Extrait du texte:
====

A. Question en litige no 1 – Lorsqu’une audience est scindée de manière à permettre au Tribunal d’instruire d’abord la preuve et les observations portant sur la responsabilité et, ensuite et séparément, la preuve et les observations concernant les réparations, y a‑t‑il création d’une « nouvelle » instruction?

[13] Le plaignant soutient qu’à l’origine, le mot anglais « bifurcation » (scission) est formé des mots « deux » et « fourches », ce qui veut dire que le dossier est divisé en deux parties. Ainsi, il affirme qu’il y a deux instructions dans son dossier, l’une concernant la responsabilité et l’autre les réparations.

[14] Selon le English Oxford Dictionary, le verbe bifurcate signifie [traduction] « scinder en deux branches ou fourches ». L’adjectif bifurcate signifie [traduction] « fourchu, scindé », comme dans [traduction] « un arbre bifurqué ».

[15] Pour des raisons administratives, le TCDP crée un nouveau numéro de dossier pour chaque plainte que lui renvoie la Commission. Ce numéro de dossier est associé à la plainte pendant toute son existence au TCDP, que celle-ci soit réglée par médiation ou qu’elle fasse l’objet d’une audience complète, menant à une décision sur le fond. Le TCDP n’a jamais eu pour pratique de créer un nouveau numéro de dossier lorsqu’une audience est « scindée » pour permettre que la preuve et les observations sur les réparations soient instruites ultérieurement.

[16] Dans une décision bien connue actuellement devant le Tribunal, Société de soutien à l’enfance et à la famille des Premières Nations du Canada et al. c. Procureur général du Canada, la décision sur le fond a été rendue en 2016 (2016 TCDP 2). Dans cette affaire, les parties avaient consenti à la scission de l’audience pour que la preuve et les observations sur les réparations soient instruites après qu’une décision sur la responsabilité ait été rendue. Ce procédé était sans doute logique pour les parties, compte tenu du volume élevé de documents et d’éléments de preuve produits au cours de la partie de l’audience consacrée à la question de la responsabilité. Depuis que la décision sur la responsabilité a été rendue en 2016, il y a eu dans cette affaire bon nombre de décisions sur requête, de requêtes et de journées d’audience sur les réparations. À aucun moment le Tribunal n’a créé de nouveau numéro de dossier pour cette partie de l’instruction ni ne l’a considérée comme une affaire distincte. Elle fait toujours partie d’une seule et même instruction confiée aux mêmes membres instructeurs.

[17] Le sens ordinaire de l’adjectif bifurcate ne renvoie pas à la création d’une entité distincte. Par exemple, si un arbre est bifurqué, cela signifie qu’il a poussé dans deux directions en créant une fourche, en fait. Cependant, un seul arbre demeure. Il s’agit d’une analogie pertinente quant au processus d’audience qui nous occupe. La scission d’une audience signifie qu’elle est divisée en deux parties, mais cette action ne crée pas d’entité distincte en soi. Il s’agit toujours de la même instruction qui se déroule en deux volets distincts.

====

Extrait de données:
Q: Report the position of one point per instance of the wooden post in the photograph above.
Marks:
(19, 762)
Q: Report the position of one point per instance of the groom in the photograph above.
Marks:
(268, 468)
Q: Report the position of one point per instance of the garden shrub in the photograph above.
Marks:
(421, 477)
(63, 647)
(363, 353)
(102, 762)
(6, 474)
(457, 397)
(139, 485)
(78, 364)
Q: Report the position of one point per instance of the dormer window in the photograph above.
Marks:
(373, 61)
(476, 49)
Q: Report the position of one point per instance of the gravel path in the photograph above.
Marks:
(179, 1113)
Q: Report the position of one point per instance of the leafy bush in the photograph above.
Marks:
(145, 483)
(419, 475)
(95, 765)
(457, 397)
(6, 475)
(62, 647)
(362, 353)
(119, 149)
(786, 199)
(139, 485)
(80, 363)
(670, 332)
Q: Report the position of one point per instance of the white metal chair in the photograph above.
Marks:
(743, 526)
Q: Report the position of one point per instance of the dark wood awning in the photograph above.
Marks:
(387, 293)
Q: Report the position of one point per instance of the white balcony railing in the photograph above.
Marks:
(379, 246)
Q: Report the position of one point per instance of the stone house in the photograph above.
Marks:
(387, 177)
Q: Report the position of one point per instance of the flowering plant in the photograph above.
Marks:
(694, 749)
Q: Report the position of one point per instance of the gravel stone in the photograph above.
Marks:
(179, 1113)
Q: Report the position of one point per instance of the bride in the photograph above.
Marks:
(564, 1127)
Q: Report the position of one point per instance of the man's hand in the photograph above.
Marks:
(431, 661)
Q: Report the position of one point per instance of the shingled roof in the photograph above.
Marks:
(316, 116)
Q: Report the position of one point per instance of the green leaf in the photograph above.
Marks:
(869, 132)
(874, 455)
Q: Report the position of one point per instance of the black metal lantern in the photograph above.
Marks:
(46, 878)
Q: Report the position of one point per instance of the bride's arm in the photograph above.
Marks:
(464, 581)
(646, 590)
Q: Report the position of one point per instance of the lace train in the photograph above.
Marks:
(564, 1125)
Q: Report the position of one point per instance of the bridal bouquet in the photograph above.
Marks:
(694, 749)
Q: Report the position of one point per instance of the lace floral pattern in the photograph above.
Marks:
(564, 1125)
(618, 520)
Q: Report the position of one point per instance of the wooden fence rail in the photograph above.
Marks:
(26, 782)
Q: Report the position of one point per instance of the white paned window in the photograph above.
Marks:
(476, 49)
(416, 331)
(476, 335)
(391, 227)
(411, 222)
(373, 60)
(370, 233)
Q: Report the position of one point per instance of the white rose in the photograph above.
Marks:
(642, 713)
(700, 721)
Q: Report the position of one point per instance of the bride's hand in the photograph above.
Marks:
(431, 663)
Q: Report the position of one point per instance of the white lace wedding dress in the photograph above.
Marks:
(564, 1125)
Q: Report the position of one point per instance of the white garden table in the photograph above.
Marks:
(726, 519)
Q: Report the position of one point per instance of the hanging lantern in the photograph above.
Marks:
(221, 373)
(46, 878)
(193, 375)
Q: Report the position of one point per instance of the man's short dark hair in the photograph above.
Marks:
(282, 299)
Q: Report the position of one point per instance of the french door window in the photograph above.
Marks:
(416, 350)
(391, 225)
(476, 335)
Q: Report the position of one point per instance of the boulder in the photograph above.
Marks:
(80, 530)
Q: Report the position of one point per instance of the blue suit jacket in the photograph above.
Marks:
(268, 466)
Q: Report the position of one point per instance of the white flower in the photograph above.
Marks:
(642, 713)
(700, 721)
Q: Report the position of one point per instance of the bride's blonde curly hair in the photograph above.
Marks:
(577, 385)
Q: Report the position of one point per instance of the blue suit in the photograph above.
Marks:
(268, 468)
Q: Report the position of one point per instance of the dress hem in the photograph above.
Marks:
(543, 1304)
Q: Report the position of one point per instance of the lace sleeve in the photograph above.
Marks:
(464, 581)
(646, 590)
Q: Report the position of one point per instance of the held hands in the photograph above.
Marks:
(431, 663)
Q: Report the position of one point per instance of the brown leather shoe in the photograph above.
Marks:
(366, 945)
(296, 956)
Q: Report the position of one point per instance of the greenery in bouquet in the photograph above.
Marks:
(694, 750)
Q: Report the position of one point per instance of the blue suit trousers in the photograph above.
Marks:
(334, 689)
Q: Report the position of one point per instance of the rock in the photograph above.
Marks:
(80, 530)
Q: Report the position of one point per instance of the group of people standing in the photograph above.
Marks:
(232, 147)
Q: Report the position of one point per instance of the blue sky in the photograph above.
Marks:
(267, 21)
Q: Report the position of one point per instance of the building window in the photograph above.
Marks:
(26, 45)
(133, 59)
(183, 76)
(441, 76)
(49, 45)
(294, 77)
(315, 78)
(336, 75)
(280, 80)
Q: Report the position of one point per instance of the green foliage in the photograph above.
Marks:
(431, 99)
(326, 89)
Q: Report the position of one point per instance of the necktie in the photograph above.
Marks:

====

Consigne: Selon l'extrait sur la scission des audiences, que fait le TCDP pour chaque plainte que lui renvoie la Commission ?

Réponse rédigée: Pour des raisons administratives, il crée un nouveau numéro de dossier pour chaque plainte.